--- EXCERPTED DATA ---

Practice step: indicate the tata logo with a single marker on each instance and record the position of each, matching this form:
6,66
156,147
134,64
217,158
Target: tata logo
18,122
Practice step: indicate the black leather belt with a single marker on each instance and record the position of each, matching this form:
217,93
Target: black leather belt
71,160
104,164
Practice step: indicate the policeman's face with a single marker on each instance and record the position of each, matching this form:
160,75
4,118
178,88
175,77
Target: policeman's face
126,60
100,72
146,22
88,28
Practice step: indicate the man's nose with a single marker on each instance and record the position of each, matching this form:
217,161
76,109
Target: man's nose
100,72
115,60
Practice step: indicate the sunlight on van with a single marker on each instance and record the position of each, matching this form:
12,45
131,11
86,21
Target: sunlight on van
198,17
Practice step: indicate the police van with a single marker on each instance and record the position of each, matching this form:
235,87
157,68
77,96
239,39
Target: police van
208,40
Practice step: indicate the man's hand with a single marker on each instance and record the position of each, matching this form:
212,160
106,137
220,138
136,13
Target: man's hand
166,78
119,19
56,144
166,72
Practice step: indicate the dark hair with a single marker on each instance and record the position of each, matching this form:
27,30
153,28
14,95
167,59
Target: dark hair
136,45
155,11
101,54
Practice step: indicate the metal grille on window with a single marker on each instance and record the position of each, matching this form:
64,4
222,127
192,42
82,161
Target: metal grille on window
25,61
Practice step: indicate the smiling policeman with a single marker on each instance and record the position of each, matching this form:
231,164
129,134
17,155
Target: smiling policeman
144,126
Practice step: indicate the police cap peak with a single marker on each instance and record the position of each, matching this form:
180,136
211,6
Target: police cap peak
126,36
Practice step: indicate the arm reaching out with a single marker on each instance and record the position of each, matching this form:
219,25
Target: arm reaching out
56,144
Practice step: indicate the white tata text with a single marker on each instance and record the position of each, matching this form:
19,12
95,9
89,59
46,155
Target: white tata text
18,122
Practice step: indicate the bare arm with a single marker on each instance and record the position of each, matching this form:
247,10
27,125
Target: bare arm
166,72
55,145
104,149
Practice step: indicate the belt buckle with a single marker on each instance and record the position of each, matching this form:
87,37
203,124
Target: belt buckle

---

Can you lay out every line of the entries above as a Markdown table, with a "No." column holding the row number and a "Text" column holding the line, leaving out blank lines?

### SOLUTION TO THE PROBLEM:
| No. | Text |
|---|---|
| 1 | Practice step: indicate the tata logo with a single marker on each instance and record the position of each, matching this form: |
| 2 | 6,66 |
| 3 | 156,147 |
| 4 | 134,64 |
| 5 | 217,158 |
| 6 | Target: tata logo |
| 7 | 18,122 |
| 8 | Practice step: indicate the black leather belt with a single marker on each instance and record the position of each, matching this form: |
| 9 | 217,93 |
| 10 | Target: black leather belt |
| 11 | 71,160 |
| 12 | 104,164 |
| 13 | Practice step: indicate the policeman's face with a single marker on each instance and record the position of each, matching this form: |
| 14 | 160,75 |
| 15 | 4,118 |
| 16 | 178,88 |
| 17 | 175,77 |
| 18 | Target: policeman's face |
| 19 | 126,60 |
| 20 | 100,72 |
| 21 | 146,22 |
| 22 | 88,28 |
| 23 | Practice step: indicate the man's nose with a single marker on each instance and record the position of each, matching this form: |
| 24 | 217,161 |
| 25 | 76,109 |
| 26 | Target: man's nose |
| 27 | 100,72 |
| 28 | 115,60 |
| 29 | Practice step: indicate the sunlight on van with a single marker on each instance and record the position of each, matching this form: |
| 30 | 12,45 |
| 31 | 131,11 |
| 32 | 86,21 |
| 33 | Target: sunlight on van |
| 34 | 198,17 |
| 35 | Practice step: indicate the police van with a single marker on each instance and record the position of each, matching this form: |
| 36 | 235,87 |
| 37 | 157,68 |
| 38 | 77,96 |
| 39 | 239,39 |
| 40 | Target: police van |
| 41 | 208,40 |
| 42 | Practice step: indicate the man's hand with a single marker on each instance and record the position of each, matching this form: |
| 43 | 212,160 |
| 44 | 106,137 |
| 45 | 220,138 |
| 46 | 136,13 |
| 47 | Target: man's hand |
| 48 | 166,78 |
| 49 | 119,19 |
| 50 | 56,144 |
| 51 | 166,72 |
| 52 | Practice step: indicate the dark hair with a single marker on each instance and record the position of each, matching this form: |
| 53 | 27,30 |
| 54 | 153,28 |
| 55 | 14,95 |
| 56 | 167,59 |
| 57 | Target: dark hair |
| 58 | 136,45 |
| 59 | 155,11 |
| 60 | 101,54 |
| 61 | Practice step: indicate the metal grille on window with a single marker on each instance and record the position of each, matching this form: |
| 62 | 64,4 |
| 63 | 222,127 |
| 64 | 192,42 |
| 65 | 82,161 |
| 66 | Target: metal grille on window |
| 67 | 25,61 |
| 68 | Practice step: indicate the smiling policeman with a single marker on each instance and record the position of each, matching this form: |
| 69 | 231,164 |
| 70 | 129,134 |
| 71 | 17,155 |
| 72 | Target: smiling policeman |
| 73 | 144,126 |
| 74 | Practice step: indicate the police cap peak with a single marker on each instance and record the position of each, matching this form: |
| 75 | 180,136 |
| 76 | 211,6 |
| 77 | Target: police cap peak |
| 78 | 126,36 |
| 79 | Practice step: indicate the arm reaching out with a single marker on each instance and record the position of each, matching this form: |
| 80 | 219,25 |
| 81 | Target: arm reaching out |
| 82 | 56,144 |
| 83 | Practice step: indicate the white tata text with a single marker on each instance and record the position of each, matching this form: |
| 84 | 19,12 |
| 85 | 95,9 |
| 86 | 89,59 |
| 87 | 46,155 |
| 88 | Target: white tata text |
| 89 | 18,122 |
| 90 | Practice step: indicate the bare arm with a single marker on each instance and record the position of each, matching this form: |
| 91 | 247,10 |
| 92 | 27,125 |
| 93 | Target: bare arm |
| 94 | 166,72 |
| 95 | 55,145 |
| 96 | 104,149 |
| 97 | Practice step: indicate the belt buckle with a single marker on each instance and record the position of each, matching this form: |
| 98 | 87,37 |
| 99 | 203,124 |
| 100 | Target: belt buckle |